● Tarefas obrigatórias
a) Cite literalmente o trecho do texto sobre escuta ativa que começa em "A escuta ativa vai" e termina em "das suas vivências.".
b) Continue o texto sobre escuta ativa na neurodivergência a partir da última frase apresentada.

● Texto de estudo
Falar sobre neurodivergência é falar sobre diferentes formas de sentir, comunicar, perceber o mundo e construir relações. Dentro desse contexto, um dos pilares mais importantes — e ainda pouco compreendidos — é a escuta ativa. Quando esse caminho nos foi apresentado, foi difícil entender como colocar em prática no nosso dia a dia. Mas fomos aprendendo e desenvolvendo essa habilidade, passo a passo. Escutar o nosso filho nos permitiu compreender suas verdadeiras necessidades e tirar o peso da “expectativa idealizada”.
A escuta ativa vai muito além de ouvir palavras. O Filipe nos ensinou que ouvir é perceber o mundo pelo olhar dele. É apoiar sem pressionar. É acolher sem tentar consertar. É construir confiança.
Quando a família pratica a escuta ativa, ela não cria apenas comunicação — cria pertencimento. Hoje, quando busco o Filipe no colégio, ouço ele contar como foram suas experiências, o que o deixou alegre, o que o frustrou, com quem brincou. Isso também acontece nos nossos momentos à mesa — na comunhão da refeição que fazemos juntos. Ali, damos voz e espaço para que ele fale e demonstre as emoções do dia. E, ao escutar, aprendemos muito com ele e nos aproximamos ainda mais das suas vivências.
Sabemos que ele, assim como muitas pessoas atípicas, enfrenta desafios diários na comunicação: dificuldade em expressar emoções, velocidade de processamento diferente, hipersensibilidades sensoriais, mutismo seletivo, necessidade de previsibilidade, dificuldade com pistas sociais, entre outros.

● Listagem fornecida
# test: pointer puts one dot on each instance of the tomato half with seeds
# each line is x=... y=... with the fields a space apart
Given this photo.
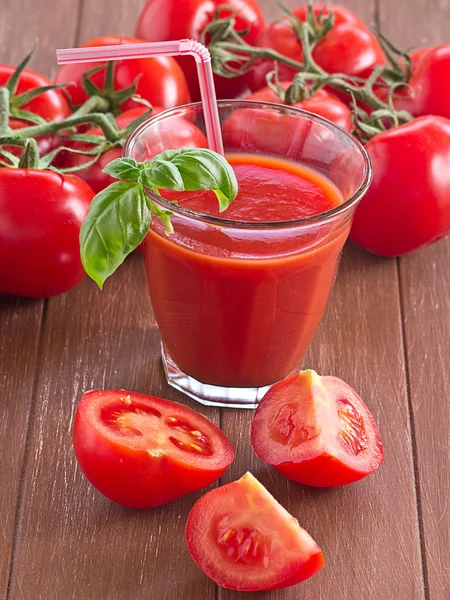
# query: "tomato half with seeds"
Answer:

---

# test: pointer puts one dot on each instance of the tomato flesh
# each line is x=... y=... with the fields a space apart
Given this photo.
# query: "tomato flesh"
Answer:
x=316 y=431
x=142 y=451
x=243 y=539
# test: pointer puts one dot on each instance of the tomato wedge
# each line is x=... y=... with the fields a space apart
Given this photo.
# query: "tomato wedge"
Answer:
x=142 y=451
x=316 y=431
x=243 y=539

==

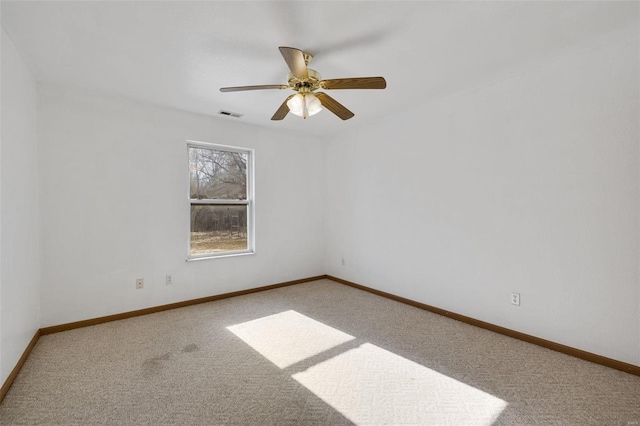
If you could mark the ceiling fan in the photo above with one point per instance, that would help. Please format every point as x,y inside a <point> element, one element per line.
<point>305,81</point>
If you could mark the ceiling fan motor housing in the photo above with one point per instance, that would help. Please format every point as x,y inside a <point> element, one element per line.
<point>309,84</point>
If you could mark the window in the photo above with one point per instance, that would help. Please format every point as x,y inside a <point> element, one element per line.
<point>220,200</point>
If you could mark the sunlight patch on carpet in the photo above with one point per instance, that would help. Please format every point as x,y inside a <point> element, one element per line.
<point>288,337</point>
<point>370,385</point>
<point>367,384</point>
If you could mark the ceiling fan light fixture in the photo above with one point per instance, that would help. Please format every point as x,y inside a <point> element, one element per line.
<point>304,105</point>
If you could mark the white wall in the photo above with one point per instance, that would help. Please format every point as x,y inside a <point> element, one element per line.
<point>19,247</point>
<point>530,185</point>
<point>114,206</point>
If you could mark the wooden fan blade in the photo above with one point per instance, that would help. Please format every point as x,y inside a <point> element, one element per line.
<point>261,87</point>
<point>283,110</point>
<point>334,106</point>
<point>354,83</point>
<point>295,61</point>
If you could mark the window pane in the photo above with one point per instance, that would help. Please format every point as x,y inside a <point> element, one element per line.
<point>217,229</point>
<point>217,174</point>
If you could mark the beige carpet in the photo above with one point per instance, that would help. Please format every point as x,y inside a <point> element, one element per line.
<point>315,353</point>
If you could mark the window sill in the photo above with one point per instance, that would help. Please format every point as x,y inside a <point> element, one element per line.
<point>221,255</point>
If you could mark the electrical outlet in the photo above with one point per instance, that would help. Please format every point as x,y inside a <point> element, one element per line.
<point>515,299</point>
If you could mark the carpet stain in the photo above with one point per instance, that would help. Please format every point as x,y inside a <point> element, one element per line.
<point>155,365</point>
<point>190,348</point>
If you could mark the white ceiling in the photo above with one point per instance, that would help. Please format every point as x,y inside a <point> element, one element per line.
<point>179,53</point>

● Respostas fornecidas
a)
A escuta ativa vai muito além de ouvir palavras. O Filipe nos ensinou que ouvir é perceber o mundo pelo olhar dele. É apoiar sem pressionar. É acolher sem tentar consertar. É construir confiança.
Quando a família pratica a escuta ativa, ela não cria apenas comunicação — cria pertencimento. Hoje, quando busco o Filipe no colégio, ouço ele contar como foram suas experiências, o que o deixou alegre, o que o frustrou, com quem brincou. Isso também acontece nos nossos momentos à mesa — na comunhão da refeição que fazemos juntos. Ali, damos voz e espaço para que ele fale e demonstre as emoções do dia. E, ao escutar, aprendemos muito com ele e nos aproximamos ainda mais das suas vivências.

b)
Quando quem convive com essas pessoas não pratica a escuta ativa, surgem ruídos de comunicação, conflitos e frustrações.
Ouvir bem é um ato de inclusão.
E a nossa família decidiu seguir neste caminho. Entendemos que escutar o Filipe, deixá-lo expressar suas emoções. é algo muito poderoso para nós, que nos direciona. Criamos um vínculo forte de afeto e pertencimento que ele leva para as sessões de terapia de forma positiva.
A escuta ativa exige intenção — e prática. Aqui compartilho alguns pilares do que aprendemos:
1. Acolher o tempo de resposta
Nem todo mundo responde no mesmo ritmo. Para algumas pessoas neurodivergentes, processar perguntas antes de responder faz parte da comunicação. Pausa não é desinteresse — é respeito ao tempo do outro.
2. Observar além da fala
A comunicação pode ser verbal ou não verbal: olhares, movimentos repetitivos, gestos, postura corporal.
Para um autista, por exemplo, balançar as mãos pode ser sinal de ansiedade. Para alguém com TDAH, o olhar distante pode significar esforço para manter o foco.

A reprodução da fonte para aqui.